### Work to be completed
Reproduce only the lines from the line containing "Locate the sign" to the end of the entries below, including both of those lines.

### Task input
■ ■ ■
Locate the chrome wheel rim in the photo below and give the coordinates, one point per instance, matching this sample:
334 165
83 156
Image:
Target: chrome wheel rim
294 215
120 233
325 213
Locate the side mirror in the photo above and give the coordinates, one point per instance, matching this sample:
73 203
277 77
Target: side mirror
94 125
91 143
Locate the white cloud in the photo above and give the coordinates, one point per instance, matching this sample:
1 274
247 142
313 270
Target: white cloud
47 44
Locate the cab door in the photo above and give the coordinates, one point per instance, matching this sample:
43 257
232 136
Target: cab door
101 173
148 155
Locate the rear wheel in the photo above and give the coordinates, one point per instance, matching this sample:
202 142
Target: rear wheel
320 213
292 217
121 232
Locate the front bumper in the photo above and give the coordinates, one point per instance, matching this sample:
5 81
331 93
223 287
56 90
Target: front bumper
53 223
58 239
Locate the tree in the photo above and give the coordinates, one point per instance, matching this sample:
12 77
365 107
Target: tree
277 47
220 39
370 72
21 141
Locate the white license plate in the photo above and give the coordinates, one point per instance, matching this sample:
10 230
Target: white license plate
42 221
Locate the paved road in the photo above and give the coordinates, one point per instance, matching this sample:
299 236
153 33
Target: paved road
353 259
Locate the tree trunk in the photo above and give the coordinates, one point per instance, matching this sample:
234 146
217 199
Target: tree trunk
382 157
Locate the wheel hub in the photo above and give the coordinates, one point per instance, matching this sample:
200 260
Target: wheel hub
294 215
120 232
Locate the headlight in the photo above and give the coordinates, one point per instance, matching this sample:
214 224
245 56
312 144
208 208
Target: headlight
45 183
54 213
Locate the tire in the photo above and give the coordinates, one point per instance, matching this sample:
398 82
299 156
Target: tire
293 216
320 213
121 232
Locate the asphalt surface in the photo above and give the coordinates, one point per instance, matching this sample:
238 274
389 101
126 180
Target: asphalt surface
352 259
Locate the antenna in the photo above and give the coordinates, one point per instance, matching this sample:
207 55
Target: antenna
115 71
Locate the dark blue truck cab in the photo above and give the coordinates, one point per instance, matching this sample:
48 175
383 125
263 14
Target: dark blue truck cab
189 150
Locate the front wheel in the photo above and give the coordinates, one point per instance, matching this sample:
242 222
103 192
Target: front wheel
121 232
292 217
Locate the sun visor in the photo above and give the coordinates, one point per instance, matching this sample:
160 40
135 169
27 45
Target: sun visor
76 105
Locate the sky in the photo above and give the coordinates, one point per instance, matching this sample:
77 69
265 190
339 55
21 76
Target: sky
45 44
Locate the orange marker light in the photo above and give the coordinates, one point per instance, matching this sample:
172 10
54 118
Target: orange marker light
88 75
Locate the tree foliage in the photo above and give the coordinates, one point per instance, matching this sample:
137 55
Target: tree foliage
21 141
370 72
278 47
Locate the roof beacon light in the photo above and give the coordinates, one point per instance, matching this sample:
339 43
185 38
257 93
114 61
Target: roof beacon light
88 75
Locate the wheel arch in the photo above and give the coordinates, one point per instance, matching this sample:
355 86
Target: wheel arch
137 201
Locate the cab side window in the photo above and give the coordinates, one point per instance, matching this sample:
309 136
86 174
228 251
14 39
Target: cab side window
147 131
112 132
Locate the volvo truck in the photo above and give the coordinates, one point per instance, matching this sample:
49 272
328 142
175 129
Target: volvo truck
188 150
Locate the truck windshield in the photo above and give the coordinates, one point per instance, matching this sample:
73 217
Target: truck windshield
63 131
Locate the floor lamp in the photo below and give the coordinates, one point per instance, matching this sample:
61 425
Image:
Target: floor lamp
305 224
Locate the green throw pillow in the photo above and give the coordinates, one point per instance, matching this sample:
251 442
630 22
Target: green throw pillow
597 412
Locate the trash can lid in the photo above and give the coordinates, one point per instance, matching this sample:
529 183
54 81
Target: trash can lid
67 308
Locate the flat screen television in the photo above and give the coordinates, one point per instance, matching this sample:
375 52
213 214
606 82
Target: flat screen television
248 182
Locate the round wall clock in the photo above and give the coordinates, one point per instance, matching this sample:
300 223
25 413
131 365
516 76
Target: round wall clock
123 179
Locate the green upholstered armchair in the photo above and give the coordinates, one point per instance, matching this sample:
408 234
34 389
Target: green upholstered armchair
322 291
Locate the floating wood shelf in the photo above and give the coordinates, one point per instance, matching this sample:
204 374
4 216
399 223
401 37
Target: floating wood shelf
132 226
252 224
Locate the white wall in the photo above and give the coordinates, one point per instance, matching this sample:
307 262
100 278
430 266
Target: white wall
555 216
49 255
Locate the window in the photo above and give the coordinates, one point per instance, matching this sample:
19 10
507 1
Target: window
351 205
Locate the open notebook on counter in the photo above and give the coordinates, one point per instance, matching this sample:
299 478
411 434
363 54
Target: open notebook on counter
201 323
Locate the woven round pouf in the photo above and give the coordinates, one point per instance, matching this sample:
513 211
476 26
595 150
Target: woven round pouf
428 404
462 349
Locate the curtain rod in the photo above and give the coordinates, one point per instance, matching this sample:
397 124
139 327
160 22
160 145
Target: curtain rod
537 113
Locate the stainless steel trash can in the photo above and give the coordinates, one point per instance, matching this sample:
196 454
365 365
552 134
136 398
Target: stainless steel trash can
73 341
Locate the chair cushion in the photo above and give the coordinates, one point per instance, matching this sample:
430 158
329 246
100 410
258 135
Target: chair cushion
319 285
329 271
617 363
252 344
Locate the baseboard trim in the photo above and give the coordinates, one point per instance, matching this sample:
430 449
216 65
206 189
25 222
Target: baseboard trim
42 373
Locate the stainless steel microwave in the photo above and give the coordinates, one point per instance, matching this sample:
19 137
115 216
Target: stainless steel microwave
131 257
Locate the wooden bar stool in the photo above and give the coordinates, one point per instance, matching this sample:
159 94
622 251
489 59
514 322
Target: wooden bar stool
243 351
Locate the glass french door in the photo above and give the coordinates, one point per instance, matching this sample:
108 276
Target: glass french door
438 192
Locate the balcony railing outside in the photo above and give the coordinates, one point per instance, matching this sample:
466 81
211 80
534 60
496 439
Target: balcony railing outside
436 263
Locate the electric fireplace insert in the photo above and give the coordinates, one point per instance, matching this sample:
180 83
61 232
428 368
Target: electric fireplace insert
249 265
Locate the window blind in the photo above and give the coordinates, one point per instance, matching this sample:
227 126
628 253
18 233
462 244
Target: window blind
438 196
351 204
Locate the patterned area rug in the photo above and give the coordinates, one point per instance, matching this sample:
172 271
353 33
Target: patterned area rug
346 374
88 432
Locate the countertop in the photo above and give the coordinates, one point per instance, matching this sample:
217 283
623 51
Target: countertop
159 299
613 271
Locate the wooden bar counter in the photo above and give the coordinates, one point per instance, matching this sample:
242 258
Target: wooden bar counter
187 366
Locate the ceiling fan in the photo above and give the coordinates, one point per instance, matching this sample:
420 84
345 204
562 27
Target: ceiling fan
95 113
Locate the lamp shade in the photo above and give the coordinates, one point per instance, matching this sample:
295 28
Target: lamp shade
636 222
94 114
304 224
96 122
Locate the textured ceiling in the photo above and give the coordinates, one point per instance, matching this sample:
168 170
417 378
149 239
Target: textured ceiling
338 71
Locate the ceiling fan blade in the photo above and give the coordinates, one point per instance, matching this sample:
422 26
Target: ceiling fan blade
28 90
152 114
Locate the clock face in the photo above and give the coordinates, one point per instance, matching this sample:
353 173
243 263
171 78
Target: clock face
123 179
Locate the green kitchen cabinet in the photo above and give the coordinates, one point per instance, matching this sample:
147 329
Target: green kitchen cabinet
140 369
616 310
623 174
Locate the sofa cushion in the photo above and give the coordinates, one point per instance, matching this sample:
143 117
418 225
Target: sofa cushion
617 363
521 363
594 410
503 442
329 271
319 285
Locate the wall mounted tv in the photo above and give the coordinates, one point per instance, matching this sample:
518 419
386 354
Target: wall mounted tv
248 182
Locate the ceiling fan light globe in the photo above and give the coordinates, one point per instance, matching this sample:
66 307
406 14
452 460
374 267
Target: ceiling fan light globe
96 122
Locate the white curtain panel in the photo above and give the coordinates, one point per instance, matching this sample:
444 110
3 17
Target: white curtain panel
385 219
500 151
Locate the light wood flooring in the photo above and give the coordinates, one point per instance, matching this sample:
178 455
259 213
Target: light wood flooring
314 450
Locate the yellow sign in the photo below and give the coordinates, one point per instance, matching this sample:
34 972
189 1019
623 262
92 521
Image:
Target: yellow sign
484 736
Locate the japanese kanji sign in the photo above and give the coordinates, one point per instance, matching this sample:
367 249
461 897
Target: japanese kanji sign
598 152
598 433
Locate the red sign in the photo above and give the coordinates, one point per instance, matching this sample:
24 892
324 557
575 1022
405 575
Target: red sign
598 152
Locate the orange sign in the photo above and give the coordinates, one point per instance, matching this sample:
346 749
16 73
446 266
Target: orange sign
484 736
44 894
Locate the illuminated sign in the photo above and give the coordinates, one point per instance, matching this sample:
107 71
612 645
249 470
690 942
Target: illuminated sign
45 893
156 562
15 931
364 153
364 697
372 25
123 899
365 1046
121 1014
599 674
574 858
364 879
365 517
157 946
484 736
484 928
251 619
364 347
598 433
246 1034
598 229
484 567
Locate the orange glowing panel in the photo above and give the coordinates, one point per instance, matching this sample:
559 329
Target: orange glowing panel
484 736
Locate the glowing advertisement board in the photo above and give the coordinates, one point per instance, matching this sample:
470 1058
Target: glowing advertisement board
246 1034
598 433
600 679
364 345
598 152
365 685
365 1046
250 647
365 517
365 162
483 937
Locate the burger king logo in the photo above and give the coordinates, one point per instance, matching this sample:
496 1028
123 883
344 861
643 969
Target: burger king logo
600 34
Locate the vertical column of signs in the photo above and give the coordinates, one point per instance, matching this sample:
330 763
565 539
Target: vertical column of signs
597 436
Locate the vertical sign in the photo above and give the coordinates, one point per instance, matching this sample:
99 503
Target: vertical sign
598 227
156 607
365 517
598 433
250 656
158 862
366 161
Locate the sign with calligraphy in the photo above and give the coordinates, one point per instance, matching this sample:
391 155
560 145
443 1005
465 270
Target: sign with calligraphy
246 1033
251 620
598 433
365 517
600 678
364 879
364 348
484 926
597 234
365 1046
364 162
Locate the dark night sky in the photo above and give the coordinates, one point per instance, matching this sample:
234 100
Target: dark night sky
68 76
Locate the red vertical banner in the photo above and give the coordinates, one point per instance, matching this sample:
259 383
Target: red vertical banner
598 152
■ ■ ■
### Answer for the task
Locate the sign with calligraphy in the photo above and give the coordinates, one point per instance, matching this sample:
391 155
560 145
443 1005
465 270
Target: sign with calligraphy
246 1033
251 620
598 433
365 517
600 678
364 879
364 348
484 926
597 234
365 1046
364 162
Locate the dark night sky in the photo above and give the coordinates, one point per instance, matching this sample:
234 100
Target: dark night sky
68 76
Locate the red vertical banner in the photo above and give the coordinates, one point per instance, matching this sample:
259 383
Target: red vertical banner
598 152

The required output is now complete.